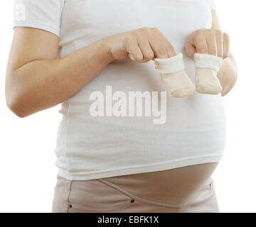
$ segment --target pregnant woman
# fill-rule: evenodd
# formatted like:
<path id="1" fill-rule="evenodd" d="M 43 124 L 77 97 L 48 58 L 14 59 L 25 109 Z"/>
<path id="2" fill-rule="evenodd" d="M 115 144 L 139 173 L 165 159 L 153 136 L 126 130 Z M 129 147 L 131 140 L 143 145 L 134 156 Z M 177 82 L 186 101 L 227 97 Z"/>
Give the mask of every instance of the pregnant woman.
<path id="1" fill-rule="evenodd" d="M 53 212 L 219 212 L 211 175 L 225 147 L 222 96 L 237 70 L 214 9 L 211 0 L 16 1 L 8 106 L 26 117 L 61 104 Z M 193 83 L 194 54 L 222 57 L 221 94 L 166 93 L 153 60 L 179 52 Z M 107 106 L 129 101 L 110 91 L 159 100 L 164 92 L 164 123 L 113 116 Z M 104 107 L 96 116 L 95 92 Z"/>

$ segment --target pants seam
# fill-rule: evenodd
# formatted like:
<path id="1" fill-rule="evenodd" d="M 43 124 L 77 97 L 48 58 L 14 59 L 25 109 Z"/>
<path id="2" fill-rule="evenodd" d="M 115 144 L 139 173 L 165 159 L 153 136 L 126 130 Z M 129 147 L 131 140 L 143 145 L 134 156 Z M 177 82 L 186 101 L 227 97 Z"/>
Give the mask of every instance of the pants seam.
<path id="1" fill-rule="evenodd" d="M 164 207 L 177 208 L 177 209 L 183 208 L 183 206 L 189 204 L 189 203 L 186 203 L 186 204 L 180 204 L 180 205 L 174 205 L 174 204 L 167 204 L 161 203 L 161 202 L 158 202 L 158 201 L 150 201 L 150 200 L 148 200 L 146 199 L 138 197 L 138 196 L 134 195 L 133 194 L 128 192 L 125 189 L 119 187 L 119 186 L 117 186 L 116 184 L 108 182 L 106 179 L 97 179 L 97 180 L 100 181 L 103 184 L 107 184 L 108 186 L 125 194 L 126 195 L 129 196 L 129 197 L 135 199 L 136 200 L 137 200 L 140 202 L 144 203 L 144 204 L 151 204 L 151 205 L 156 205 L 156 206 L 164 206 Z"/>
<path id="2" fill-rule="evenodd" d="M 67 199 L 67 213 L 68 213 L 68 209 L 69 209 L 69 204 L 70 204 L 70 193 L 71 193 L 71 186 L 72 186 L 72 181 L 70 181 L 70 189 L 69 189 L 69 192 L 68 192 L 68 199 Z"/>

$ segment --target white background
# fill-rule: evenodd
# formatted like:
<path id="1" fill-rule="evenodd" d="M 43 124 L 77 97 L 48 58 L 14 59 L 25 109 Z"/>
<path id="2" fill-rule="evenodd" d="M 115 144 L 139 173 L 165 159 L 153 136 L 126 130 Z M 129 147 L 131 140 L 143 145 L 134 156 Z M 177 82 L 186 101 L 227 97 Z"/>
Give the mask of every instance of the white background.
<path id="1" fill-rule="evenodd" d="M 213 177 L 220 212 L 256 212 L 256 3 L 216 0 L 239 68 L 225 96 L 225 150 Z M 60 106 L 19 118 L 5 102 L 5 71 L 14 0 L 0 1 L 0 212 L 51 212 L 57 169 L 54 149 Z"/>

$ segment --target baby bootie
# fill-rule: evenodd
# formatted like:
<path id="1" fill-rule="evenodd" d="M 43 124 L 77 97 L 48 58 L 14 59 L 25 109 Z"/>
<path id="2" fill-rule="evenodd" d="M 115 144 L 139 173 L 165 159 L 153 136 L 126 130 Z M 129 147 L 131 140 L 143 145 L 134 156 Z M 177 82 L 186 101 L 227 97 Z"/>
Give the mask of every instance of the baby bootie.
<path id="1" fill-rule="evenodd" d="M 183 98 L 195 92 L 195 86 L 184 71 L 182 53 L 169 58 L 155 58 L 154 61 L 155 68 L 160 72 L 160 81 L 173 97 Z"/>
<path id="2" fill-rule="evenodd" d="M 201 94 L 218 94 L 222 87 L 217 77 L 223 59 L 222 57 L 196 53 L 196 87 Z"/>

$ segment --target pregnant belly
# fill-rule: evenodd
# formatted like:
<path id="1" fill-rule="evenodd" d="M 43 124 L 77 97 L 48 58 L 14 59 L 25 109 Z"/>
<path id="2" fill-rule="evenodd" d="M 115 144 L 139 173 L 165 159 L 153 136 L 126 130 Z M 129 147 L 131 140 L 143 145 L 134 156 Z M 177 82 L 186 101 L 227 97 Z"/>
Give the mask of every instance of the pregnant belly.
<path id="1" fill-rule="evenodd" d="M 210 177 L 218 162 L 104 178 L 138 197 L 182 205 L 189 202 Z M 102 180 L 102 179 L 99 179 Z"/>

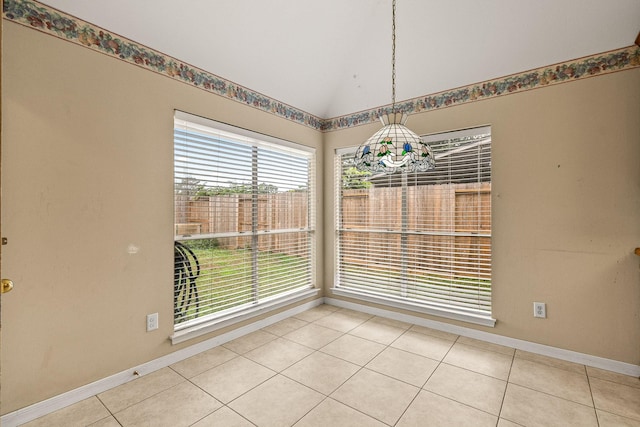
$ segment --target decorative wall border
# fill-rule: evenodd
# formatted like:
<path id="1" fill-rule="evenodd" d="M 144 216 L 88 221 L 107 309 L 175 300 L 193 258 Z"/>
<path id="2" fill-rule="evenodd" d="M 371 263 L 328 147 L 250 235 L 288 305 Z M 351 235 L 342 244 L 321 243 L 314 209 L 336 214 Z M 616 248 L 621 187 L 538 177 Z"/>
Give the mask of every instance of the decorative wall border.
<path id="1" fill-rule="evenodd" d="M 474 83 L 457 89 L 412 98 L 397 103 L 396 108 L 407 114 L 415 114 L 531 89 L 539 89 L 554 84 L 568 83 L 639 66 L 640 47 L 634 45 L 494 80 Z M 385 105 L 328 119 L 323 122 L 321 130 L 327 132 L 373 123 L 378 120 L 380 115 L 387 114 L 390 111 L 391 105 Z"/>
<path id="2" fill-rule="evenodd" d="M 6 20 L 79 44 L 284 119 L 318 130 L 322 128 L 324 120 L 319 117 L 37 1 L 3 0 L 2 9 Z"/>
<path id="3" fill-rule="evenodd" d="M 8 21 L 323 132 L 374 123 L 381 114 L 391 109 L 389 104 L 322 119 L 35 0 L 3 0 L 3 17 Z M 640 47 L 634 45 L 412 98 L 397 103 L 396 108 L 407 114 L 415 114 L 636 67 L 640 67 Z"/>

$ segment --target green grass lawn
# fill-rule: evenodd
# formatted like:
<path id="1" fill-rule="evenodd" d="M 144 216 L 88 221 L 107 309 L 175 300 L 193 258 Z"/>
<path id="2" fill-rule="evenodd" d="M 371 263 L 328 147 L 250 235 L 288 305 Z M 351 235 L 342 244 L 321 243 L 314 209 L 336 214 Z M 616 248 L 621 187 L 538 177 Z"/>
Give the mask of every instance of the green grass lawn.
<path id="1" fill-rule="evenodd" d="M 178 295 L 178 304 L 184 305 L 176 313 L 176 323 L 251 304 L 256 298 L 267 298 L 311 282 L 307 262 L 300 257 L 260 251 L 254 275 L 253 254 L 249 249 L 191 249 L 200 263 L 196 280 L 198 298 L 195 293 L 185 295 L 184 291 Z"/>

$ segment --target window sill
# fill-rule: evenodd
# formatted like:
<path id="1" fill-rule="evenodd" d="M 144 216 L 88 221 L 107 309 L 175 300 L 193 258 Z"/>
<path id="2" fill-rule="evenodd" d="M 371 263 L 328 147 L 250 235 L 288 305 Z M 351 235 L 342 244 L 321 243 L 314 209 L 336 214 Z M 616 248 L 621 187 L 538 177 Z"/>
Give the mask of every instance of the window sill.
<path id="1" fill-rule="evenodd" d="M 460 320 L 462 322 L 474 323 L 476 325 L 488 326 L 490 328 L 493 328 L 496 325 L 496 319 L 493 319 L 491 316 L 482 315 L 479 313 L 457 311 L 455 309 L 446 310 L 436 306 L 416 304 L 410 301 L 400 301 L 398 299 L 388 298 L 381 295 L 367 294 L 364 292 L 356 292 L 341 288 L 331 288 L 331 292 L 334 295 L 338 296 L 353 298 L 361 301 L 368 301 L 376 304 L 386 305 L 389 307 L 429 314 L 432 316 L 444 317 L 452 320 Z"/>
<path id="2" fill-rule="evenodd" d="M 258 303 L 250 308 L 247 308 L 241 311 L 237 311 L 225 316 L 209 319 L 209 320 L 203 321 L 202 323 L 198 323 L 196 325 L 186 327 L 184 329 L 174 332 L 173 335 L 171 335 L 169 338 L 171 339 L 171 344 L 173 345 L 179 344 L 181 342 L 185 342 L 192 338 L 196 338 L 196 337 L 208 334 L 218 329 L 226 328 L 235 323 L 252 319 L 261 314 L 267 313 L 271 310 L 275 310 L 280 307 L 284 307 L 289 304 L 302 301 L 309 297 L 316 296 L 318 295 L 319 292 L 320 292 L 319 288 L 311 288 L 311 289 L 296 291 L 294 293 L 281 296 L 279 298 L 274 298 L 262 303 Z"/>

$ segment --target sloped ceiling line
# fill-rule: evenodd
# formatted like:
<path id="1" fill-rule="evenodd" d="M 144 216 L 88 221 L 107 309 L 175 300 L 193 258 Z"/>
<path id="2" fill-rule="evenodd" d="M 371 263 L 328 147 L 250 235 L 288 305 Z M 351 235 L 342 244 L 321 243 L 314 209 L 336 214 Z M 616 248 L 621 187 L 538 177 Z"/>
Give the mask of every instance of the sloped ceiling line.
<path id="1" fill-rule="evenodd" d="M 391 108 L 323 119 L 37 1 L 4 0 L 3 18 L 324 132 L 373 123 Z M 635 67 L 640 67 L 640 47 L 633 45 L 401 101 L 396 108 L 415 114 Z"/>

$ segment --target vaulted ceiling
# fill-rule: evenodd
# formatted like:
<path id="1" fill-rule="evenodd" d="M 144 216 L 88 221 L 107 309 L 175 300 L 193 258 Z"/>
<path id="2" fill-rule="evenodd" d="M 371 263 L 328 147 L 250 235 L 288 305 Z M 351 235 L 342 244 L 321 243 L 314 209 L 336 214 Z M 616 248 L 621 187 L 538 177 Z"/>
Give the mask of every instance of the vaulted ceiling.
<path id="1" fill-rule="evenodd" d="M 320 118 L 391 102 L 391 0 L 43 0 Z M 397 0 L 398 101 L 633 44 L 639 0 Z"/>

- _The task_:
Can you reproduce the part of the data above, character for character, starting at its beginning and ending with the line that contains "53 212 L 219", with both ends included and the pictures left out?

- _Answer for the task_:
$ segment --target pregnant woman
# fill-rule: evenodd
# formatted like:
<path id="1" fill-rule="evenodd" d="M 43 124 L 77 97 L 48 58 L 14 59 L 25 109 Z"/>
<path id="2" fill-rule="evenodd" d="M 115 144 L 139 173 L 165 159 L 153 136 L 126 130 Z M 129 147 L 131 140 L 143 145 L 134 156 Z M 177 82 L 186 101 L 227 97 Z"/>
Give the mask of every instance of the pregnant woman.
<path id="1" fill-rule="evenodd" d="M 53 212 L 219 212 L 211 175 L 225 147 L 222 96 L 237 70 L 214 9 L 211 0 L 16 1 L 8 106 L 26 117 L 61 104 Z M 193 83 L 194 54 L 222 57 L 221 94 L 166 93 L 153 60 L 179 52 Z M 107 106 L 129 101 L 110 91 L 159 100 L 164 92 L 164 123 L 113 116 Z M 104 107 L 96 116 L 95 92 Z"/>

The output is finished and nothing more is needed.